RECORDS FOR THE TASK:

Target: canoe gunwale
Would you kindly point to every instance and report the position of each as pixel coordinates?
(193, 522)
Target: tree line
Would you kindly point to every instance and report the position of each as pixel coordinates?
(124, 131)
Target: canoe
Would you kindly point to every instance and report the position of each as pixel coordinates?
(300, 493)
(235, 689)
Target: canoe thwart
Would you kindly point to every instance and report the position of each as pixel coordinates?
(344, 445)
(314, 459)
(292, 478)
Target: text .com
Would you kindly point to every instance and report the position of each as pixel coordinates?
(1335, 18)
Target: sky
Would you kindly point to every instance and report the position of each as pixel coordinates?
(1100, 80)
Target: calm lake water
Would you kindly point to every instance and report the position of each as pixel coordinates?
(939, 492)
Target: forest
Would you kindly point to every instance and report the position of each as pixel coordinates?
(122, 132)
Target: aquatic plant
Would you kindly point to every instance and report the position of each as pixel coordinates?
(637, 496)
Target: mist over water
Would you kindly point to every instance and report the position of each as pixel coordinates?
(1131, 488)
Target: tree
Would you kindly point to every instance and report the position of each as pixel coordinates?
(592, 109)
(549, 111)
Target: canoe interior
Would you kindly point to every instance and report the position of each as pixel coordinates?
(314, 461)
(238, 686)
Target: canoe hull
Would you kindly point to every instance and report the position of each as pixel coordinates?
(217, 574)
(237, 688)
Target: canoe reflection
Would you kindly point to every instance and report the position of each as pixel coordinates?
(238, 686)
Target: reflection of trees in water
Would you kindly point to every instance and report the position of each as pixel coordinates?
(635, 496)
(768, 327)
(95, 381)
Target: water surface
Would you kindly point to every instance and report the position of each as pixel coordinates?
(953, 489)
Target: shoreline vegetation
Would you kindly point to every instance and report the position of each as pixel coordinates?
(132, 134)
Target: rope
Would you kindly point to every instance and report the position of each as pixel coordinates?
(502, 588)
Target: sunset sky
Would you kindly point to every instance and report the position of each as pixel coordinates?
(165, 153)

WHAT IS NEEDED: Reproduce the items word for word, from their first line through the line containing "(1131, 488)", both ends included.

RESPONSE TO THE TASK:
Target: canoe gunwale
Would you kindly point to every instance and report the position of each as pixel coordinates?
(193, 522)
Target: tree line
Would you kindly point to every instance and report the position of each as pixel coordinates?
(124, 131)
Target: canoe
Would you kindly point to every instance and report the position of each as pixel coordinates?
(300, 493)
(235, 689)
Target: canoe thwart
Would you kindly point to every instance and report the position of each as pixel coordinates?
(344, 445)
(314, 459)
(292, 478)
Target: text .com
Would you kindly point to every instance and report the position of each as pixel coordinates?
(1335, 18)
Target: sky
Would you kindly point to every instance and report the position of each as pixel coordinates?
(1100, 80)
Target: calm lake water
Would you kindly point to every instance and report the position of each as pixel coordinates?
(939, 492)
Target: forest
Would you kindly point to every instance and report the position of each as pixel coordinates?
(122, 132)
Target: aquatic plant
Would you kindly point to every instance and report the position of each as pixel coordinates?
(637, 496)
Target: mist over water
Would you kindly point to every instance and report the position of each as pixel coordinates?
(1131, 488)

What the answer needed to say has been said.